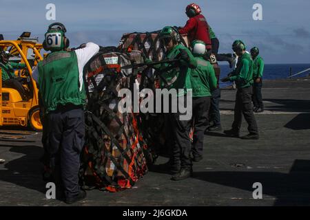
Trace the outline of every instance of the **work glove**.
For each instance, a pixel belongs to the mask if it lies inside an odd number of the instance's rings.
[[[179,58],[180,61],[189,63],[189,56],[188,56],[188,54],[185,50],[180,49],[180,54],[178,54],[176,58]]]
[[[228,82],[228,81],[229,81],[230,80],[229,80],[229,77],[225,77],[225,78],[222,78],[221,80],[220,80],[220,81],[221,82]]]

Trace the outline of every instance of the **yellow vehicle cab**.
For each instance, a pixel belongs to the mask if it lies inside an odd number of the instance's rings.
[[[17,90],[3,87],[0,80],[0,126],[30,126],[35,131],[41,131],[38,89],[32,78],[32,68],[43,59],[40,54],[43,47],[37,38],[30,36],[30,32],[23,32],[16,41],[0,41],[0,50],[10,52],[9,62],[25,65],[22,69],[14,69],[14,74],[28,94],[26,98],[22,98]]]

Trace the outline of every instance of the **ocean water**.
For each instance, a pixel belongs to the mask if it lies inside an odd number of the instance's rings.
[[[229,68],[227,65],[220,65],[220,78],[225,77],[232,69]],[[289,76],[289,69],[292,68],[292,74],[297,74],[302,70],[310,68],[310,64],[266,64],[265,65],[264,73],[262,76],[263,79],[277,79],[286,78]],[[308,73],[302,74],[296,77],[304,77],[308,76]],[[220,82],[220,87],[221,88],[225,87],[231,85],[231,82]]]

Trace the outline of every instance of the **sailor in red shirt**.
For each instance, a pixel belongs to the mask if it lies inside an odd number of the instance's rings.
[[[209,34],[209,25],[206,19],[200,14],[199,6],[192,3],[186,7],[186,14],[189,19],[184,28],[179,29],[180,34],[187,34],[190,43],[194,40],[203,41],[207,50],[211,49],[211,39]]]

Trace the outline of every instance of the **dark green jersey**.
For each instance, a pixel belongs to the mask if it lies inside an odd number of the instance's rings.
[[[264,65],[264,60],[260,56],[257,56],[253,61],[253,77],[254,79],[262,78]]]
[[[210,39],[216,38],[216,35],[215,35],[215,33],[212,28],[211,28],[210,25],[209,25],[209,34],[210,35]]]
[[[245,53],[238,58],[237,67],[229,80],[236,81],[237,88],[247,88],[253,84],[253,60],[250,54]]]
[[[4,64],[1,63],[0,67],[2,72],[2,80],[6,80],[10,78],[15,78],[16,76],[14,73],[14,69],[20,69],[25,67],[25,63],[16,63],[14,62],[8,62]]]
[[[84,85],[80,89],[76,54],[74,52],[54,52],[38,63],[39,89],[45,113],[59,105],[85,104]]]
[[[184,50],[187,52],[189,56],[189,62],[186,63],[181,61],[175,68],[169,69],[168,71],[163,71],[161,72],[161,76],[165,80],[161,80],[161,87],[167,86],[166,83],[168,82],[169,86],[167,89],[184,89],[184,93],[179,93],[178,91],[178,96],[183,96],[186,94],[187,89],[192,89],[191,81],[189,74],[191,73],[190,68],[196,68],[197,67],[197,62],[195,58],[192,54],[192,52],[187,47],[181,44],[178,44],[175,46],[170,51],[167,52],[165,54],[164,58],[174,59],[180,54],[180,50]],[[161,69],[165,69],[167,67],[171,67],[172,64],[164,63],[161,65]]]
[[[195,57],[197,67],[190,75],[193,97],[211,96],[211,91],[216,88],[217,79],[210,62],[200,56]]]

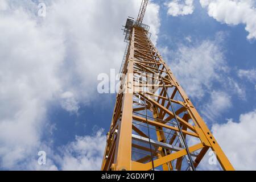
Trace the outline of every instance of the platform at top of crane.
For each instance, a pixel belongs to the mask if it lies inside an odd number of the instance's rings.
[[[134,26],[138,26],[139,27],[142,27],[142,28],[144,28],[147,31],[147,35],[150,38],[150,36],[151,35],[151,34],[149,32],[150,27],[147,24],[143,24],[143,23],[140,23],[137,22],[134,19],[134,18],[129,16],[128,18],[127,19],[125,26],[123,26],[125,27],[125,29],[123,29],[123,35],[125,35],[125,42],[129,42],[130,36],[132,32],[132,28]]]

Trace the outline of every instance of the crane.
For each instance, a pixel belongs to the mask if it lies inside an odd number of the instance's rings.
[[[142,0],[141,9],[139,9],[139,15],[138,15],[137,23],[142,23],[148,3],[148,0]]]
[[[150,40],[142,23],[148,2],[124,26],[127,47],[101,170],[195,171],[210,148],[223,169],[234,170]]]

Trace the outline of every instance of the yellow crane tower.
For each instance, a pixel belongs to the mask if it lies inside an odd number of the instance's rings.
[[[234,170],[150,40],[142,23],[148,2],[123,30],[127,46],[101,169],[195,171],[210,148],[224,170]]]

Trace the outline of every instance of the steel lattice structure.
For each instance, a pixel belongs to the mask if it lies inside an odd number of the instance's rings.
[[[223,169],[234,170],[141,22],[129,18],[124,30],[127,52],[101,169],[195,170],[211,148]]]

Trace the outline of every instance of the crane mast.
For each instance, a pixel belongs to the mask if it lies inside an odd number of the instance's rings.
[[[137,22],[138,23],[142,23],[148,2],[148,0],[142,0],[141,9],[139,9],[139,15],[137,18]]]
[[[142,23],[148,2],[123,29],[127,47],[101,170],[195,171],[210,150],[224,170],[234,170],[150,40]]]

══════════

Reword every item above so that "Trace the outline" becomes "Draw the boundary", keep all other text the same, and leave the pictures out.

» FINISHED TASK:
Draw the boundary of every instance of the **work glove**.
For each instance, a pixel belongs to the mask if it lies inside an odd number of the instance's rings.
[[[179,58],[180,61],[189,63],[189,56],[188,56],[188,54],[185,50],[180,49],[180,54],[178,54],[176,58]]]
[[[228,82],[228,81],[229,81],[230,80],[229,80],[229,77],[225,77],[225,78],[222,78],[221,80],[220,80],[220,81],[221,82]]]

Draw the boundary of every instance of the **yellow vehicle cab**.
For each instance, a pixel belongs to the mask if it lies inside an odd number of the instance's rings.
[[[17,90],[3,87],[0,80],[0,126],[30,126],[35,131],[41,131],[38,89],[32,78],[32,68],[43,59],[40,54],[43,47],[37,38],[30,36],[30,32],[23,32],[16,41],[0,41],[0,50],[10,52],[9,62],[25,65],[22,69],[14,69],[14,74],[28,94],[26,98],[22,98]]]

Draw the boundary of every instance of the **ocean water**.
For each instance, a pixel belongs to the mask if it lies inside an odd number of the instance's rings.
[[[229,68],[227,65],[220,65],[220,78],[225,77],[232,69]],[[289,76],[289,69],[292,68],[292,74],[297,74],[302,70],[310,68],[310,64],[266,64],[265,65],[264,73],[262,76],[263,79],[277,79],[286,78]],[[308,73],[302,74],[296,77],[304,77],[308,76]],[[220,82],[220,87],[221,88],[225,87],[231,85],[231,82]]]

Draw the boundary of every instance of the **sailor in red shirt**.
For each instance, a pixel belongs to the mask if it lies inside an odd number of the instance's rings.
[[[209,34],[209,25],[206,19],[200,14],[199,6],[192,3],[186,7],[186,14],[189,19],[184,28],[179,29],[180,34],[187,34],[190,43],[194,40],[203,41],[207,50],[211,49],[211,39]]]

Draw the boundary of every instance of the **dark green jersey**.
For each instance, a pixel belongs to the mask if it lies inside an odd number of the instance's rings.
[[[264,65],[264,60],[260,56],[257,56],[253,61],[253,77],[254,79],[262,78]]]
[[[210,39],[216,38],[216,35],[215,35],[215,33],[212,28],[211,28],[210,25],[209,25],[209,34],[210,35]]]
[[[245,53],[238,58],[237,67],[229,80],[236,81],[237,88],[247,88],[253,84],[253,60],[250,54]]]
[[[4,64],[1,63],[0,67],[2,72],[2,80],[6,80],[10,78],[15,78],[16,76],[14,73],[14,69],[20,69],[25,67],[25,63],[16,63],[14,62],[8,62]]]
[[[84,85],[80,89],[76,54],[74,52],[54,52],[38,63],[39,89],[45,113],[59,105],[85,104]]]
[[[184,50],[187,52],[189,56],[189,62],[186,63],[181,61],[175,68],[169,69],[168,71],[163,71],[161,72],[161,76],[165,80],[161,80],[161,87],[167,86],[166,83],[168,82],[169,86],[167,89],[184,89],[184,93],[179,93],[178,91],[178,96],[183,96],[186,94],[187,89],[192,89],[191,81],[189,74],[191,73],[190,68],[196,68],[197,67],[197,62],[195,58],[192,54],[192,52],[187,47],[181,44],[178,44],[175,46],[170,51],[167,52],[165,54],[164,58],[174,59],[180,54],[180,50]],[[161,69],[165,69],[167,67],[171,67],[172,64],[164,63],[161,65]]]
[[[195,57],[197,67],[190,75],[193,97],[211,96],[211,91],[216,88],[217,79],[210,62],[200,56]]]

Draw the boundary of every instance of the platform at top of crane.
For each instance, a pixel belongs to the mask if it lies inside an odd number of the instance's rings.
[[[134,26],[138,26],[139,27],[142,27],[142,28],[144,28],[147,31],[147,35],[150,38],[150,36],[151,35],[151,34],[149,32],[150,27],[147,24],[143,24],[143,23],[140,23],[137,22],[134,19],[134,18],[129,16],[128,18],[127,19],[125,26],[123,26],[125,27],[125,29],[123,29],[123,35],[125,35],[125,42],[129,42],[130,36],[132,32],[132,28]]]

Draw the boundary of every instance of the crane.
For each instance, a pixel belongs to the mask if it lies inside an odd number of the instance's rings.
[[[142,0],[141,9],[139,9],[139,15],[138,15],[137,23],[142,23],[148,3],[148,0]]]
[[[150,40],[142,23],[148,2],[124,26],[127,47],[101,170],[195,171],[210,148],[223,169],[234,170]]]

Draw the boundary of every instance of the yellow crane tower.
For each instance, a pixel belongs to the mask if it lies inside an odd number of the instance's rings.
[[[234,170],[150,40],[142,23],[148,2],[123,30],[127,46],[101,169],[195,171],[210,148],[224,170]]]

Draw the boundary of every instance of the steel lattice structure.
For each instance, a pixel belongs to the mask if it lies inside an odd number of the instance's rings.
[[[223,169],[234,170],[141,22],[129,18],[124,30],[127,52],[101,169],[195,170],[211,148]]]

Draw the boundary of every instance of the crane mast.
For each instance, a pixel belongs to the mask if it lies inside an odd number of the instance's rings.
[[[137,22],[138,23],[142,23],[148,2],[148,0],[142,0],[141,9],[139,9],[139,15],[137,18]]]
[[[142,23],[148,2],[123,29],[127,47],[101,170],[195,171],[210,150],[224,170],[234,170],[150,40]]]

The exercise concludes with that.